__CHALLENGE__. Transcribe the lines of the records starting with the one that has "of the chain" in it and ending with the last, and transcribe nothing else.

__THE INPUT__.

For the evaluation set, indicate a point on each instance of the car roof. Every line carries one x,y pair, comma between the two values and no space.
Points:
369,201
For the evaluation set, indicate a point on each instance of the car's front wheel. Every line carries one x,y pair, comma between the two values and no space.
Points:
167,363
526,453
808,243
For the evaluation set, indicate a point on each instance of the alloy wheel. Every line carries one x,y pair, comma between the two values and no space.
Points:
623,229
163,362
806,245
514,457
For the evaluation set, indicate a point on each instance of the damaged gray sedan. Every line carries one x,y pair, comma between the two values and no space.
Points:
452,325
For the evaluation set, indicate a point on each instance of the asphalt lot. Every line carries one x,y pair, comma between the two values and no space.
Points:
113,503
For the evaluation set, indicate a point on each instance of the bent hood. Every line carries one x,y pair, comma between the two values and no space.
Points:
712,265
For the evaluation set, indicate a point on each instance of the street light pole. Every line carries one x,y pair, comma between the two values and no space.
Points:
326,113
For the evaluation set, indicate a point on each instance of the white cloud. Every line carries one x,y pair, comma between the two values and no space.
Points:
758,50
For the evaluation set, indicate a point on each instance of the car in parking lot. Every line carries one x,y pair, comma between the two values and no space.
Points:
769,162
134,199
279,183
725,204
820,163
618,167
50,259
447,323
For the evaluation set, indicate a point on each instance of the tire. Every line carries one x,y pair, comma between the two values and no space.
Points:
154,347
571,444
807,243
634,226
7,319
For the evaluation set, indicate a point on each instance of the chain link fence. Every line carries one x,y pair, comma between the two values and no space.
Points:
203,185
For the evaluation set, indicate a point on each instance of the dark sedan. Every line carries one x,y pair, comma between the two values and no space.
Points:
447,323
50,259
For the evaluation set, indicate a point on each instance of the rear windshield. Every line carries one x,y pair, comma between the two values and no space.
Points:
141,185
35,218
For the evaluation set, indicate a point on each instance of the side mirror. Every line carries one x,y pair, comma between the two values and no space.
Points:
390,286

__RIGHT ANSWER__.
For the evaluation set, indicate a point on each instance of the chain link fence. Every line carries one x,y pair, comma between the two values and no space.
Points:
203,185
For the evaluation set, indicate a point on each instance of the dark sedan. Every line carries one x,y pair, comma between the two values and no space.
Points:
447,323
50,259
For the evaluation set, indicate a point on each instance of the rear windshield. Every line carries one x,y pair, comma between the two values and no space.
Points:
141,185
35,218
For the evaluation set, indicate a point on each instance of the side mirror. Every line carries one x,y pair, comma between the two values and no space.
Points:
390,286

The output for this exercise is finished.